- **MATERIAL SHOWN**:

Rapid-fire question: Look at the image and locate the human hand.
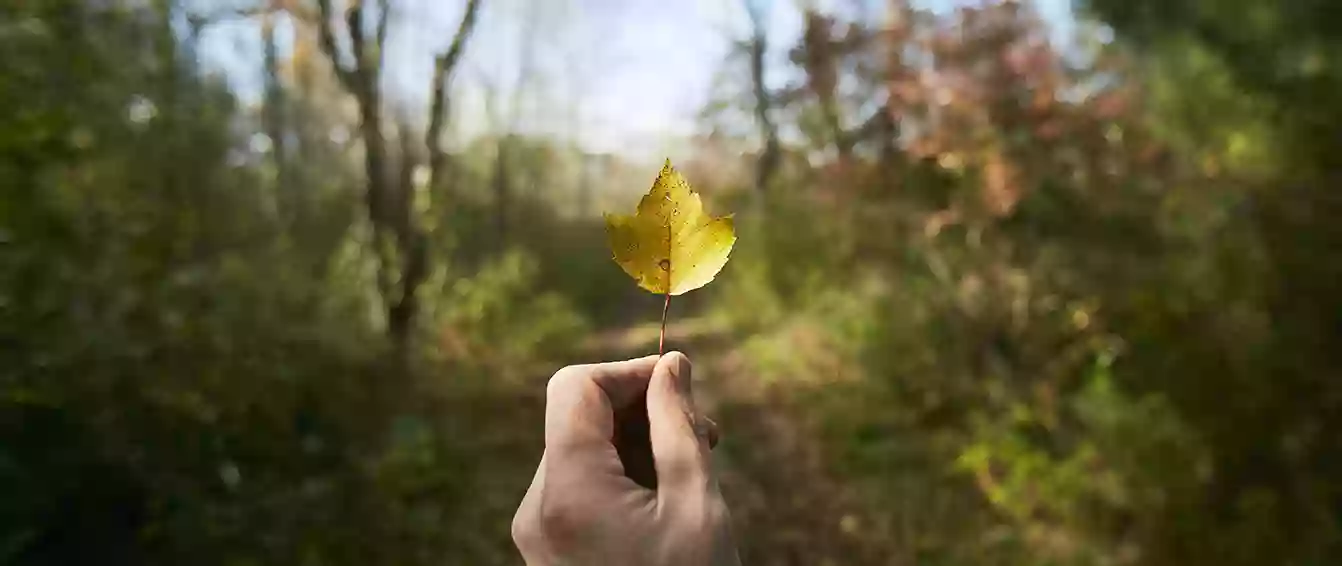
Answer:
[513,351,741,566]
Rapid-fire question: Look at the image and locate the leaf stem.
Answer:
[658,288,671,355]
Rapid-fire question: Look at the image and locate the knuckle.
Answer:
[539,498,580,542]
[545,366,586,400]
[511,510,541,549]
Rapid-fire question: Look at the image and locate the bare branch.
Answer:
[376,0,392,54]
[424,0,480,188]
[317,0,357,91]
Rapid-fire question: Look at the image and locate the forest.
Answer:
[0,0,1342,566]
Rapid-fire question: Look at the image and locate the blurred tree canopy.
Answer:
[0,0,1342,566]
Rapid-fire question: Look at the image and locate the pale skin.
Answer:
[513,351,741,566]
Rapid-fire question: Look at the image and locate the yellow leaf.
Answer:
[605,160,737,295]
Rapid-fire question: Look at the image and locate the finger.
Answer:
[648,351,709,499]
[513,452,552,565]
[615,391,658,490]
[698,416,721,449]
[545,355,656,457]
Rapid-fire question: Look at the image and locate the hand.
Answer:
[513,351,741,566]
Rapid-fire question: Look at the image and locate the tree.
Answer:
[318,0,480,363]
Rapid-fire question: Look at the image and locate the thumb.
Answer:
[648,351,709,492]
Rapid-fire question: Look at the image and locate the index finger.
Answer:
[545,355,658,457]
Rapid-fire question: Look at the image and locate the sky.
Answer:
[201,0,1074,157]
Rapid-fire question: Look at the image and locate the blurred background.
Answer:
[0,0,1342,566]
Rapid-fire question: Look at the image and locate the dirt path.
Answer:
[588,319,902,566]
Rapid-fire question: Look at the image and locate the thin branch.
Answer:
[424,0,480,189]
[374,0,392,57]
[317,0,358,93]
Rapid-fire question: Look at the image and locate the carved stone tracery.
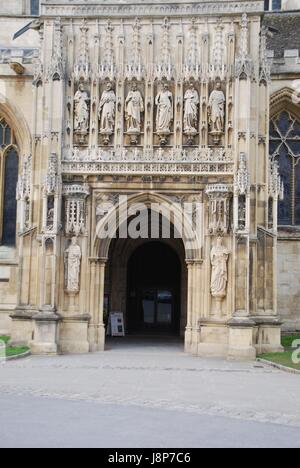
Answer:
[206,184,232,236]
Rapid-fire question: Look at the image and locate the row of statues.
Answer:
[74,82,225,143]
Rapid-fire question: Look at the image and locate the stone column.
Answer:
[191,261,201,355]
[89,258,107,351]
[184,260,193,352]
[97,258,107,351]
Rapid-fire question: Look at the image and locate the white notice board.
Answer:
[110,312,125,336]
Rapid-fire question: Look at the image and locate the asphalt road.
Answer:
[0,341,300,448]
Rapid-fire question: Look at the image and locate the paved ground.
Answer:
[0,340,300,447]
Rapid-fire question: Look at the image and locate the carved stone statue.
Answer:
[155,83,174,140]
[99,82,116,142]
[125,83,144,133]
[47,208,54,231]
[64,237,82,294]
[210,237,230,299]
[208,81,226,142]
[183,83,199,134]
[74,84,90,134]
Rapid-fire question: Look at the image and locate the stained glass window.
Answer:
[0,119,19,246]
[272,0,281,10]
[270,112,300,225]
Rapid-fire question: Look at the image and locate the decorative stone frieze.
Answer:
[205,184,232,236]
[63,184,90,237]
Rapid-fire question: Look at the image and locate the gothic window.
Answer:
[270,112,300,225]
[30,0,40,16]
[0,119,19,246]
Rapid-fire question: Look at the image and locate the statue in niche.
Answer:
[74,84,90,135]
[210,237,230,300]
[99,81,116,144]
[125,83,144,132]
[155,83,174,145]
[208,80,226,144]
[64,237,82,294]
[183,83,199,144]
[47,208,54,231]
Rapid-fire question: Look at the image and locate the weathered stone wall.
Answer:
[277,238,300,330]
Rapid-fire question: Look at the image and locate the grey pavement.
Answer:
[0,339,300,448]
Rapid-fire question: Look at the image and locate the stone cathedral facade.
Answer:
[0,0,300,359]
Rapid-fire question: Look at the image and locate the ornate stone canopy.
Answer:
[41,0,264,17]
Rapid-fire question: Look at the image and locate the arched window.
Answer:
[0,119,19,246]
[270,111,300,225]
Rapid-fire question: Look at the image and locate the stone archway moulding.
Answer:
[93,192,202,261]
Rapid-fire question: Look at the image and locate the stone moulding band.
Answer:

- **WHAT THIS TASK INVOLVES**: Quote the lines from the start of the records through the line holding "[511,510,541,549]", inclusive, with the pictures left out.

- **EXPECTED OUTPUT**:
Rapid-fire question: Look at the image and locate the human hand.
Answer:
[513,351,741,566]
Rapid-fire question: Look at the image and locate the leaf stem.
Answer:
[658,288,671,355]
Rapid-fire question: Look at the image and locate the knuckle.
Answer:
[539,498,580,542]
[545,366,586,400]
[511,510,541,549]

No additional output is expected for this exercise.